**Input**
-=-=-

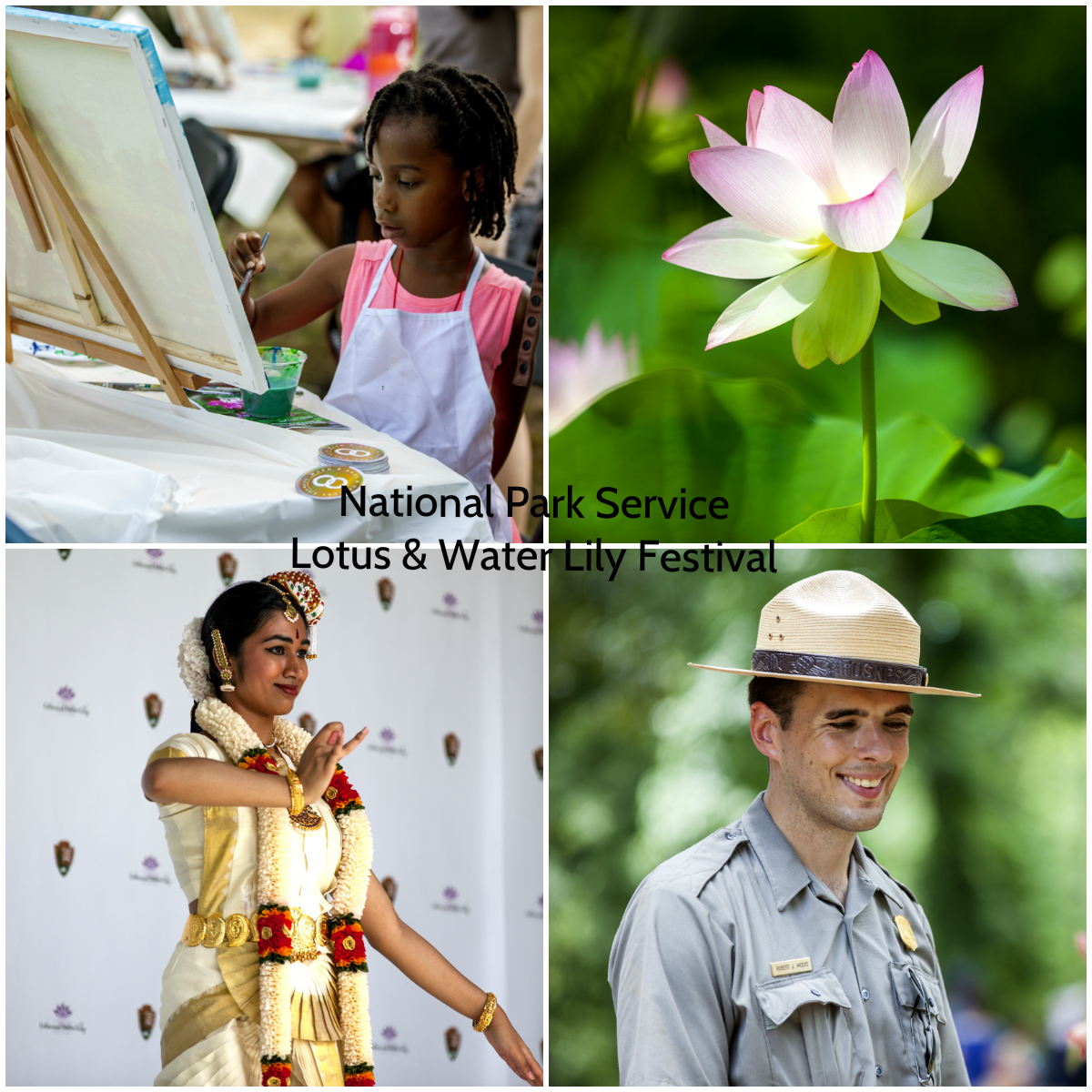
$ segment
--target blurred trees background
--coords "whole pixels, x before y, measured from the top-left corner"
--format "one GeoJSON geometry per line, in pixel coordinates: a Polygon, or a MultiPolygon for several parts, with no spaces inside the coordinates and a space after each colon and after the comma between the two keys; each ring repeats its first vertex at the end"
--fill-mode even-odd
{"type": "Polygon", "coordinates": [[[1081,7],[670,7],[550,11],[550,336],[597,325],[643,371],[764,377],[820,415],[859,419],[857,365],[799,368],[788,323],[704,352],[751,283],[663,262],[724,211],[693,181],[695,114],[744,139],[748,95],[774,84],[832,117],[866,49],[890,69],[911,134],[985,66],[966,165],[927,237],[985,253],[1020,306],[942,307],[910,327],[880,308],[879,423],[924,413],[989,463],[1034,474],[1084,455],[1085,10],[1081,7]]]}
{"type": "Polygon", "coordinates": [[[1084,978],[1084,551],[779,549],[776,563],[641,573],[631,555],[613,583],[550,574],[555,1084],[617,1084],[606,973],[626,903],[765,786],[747,678],[687,661],[748,666],[761,607],[824,569],[882,584],[922,626],[930,681],[983,695],[915,697],[910,762],[863,836],[928,913],[949,995],[973,989],[1038,1040],[1051,992],[1084,978]]]}

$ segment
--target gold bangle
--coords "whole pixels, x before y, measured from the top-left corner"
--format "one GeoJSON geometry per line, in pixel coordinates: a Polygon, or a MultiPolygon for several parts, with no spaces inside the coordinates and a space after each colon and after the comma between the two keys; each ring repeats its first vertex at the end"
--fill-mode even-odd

-=-=-

**Set exercise**
Put every line of the material above into a Markdown table with the columns "Row" and "Entry", numbering the rows in order and skipping blank lines. Leave the pictures out of the table.

**Problem solution**
| Row | Entry |
|---|---|
| 1 | $ segment |
| 2 | --target blurred trees background |
| 3 | --coords "whole pixels, x before y, measured from the top-left corner" |
| 4 | --format "one GeoJSON geometry per line, in pixel coordinates: a Polygon, or a MultiPolygon for several parts, with no spaces inside the coordinates and a space after each colon and after the comma between the two keys; each ring repeats its first vertex at the end" |
| 5 | --fill-mode even-odd |
| 6 | {"type": "Polygon", "coordinates": [[[1081,7],[670,7],[550,11],[550,336],[597,325],[643,371],[764,377],[820,415],[859,419],[857,365],[799,368],[788,323],[704,352],[751,283],[663,262],[724,211],[693,181],[695,114],[744,139],[748,95],[774,84],[832,117],[866,49],[890,69],[911,134],[985,66],[966,165],[927,237],[985,253],[1020,306],[942,307],[910,327],[880,308],[879,423],[924,413],[989,463],[1034,474],[1084,455],[1085,10],[1081,7]]]} |
| 7 | {"type": "Polygon", "coordinates": [[[1084,978],[1084,551],[779,549],[776,563],[641,573],[631,555],[613,583],[550,574],[555,1084],[617,1084],[606,973],[626,903],[765,786],[747,678],[687,661],[748,666],[761,607],[824,569],[882,584],[922,626],[930,681],[983,695],[915,697],[910,762],[863,836],[928,913],[949,995],[973,989],[1038,1040],[1051,992],[1084,978]]]} |
| 8 | $ segment |
| 9 | --target gold bangle |
| 10 | --coords "whole pixels, x before y, measured from the top-left corner" |
| 11 | --format "one GeoJSON geometry per line, in pixel coordinates: a Polygon, or a MultiPolygon for several parts, with no spaces inside the coordinates and a space after each colon and after the comma between the two keys; each ring repeats its first vertex at the end" |
| 12 | --fill-mode even-odd |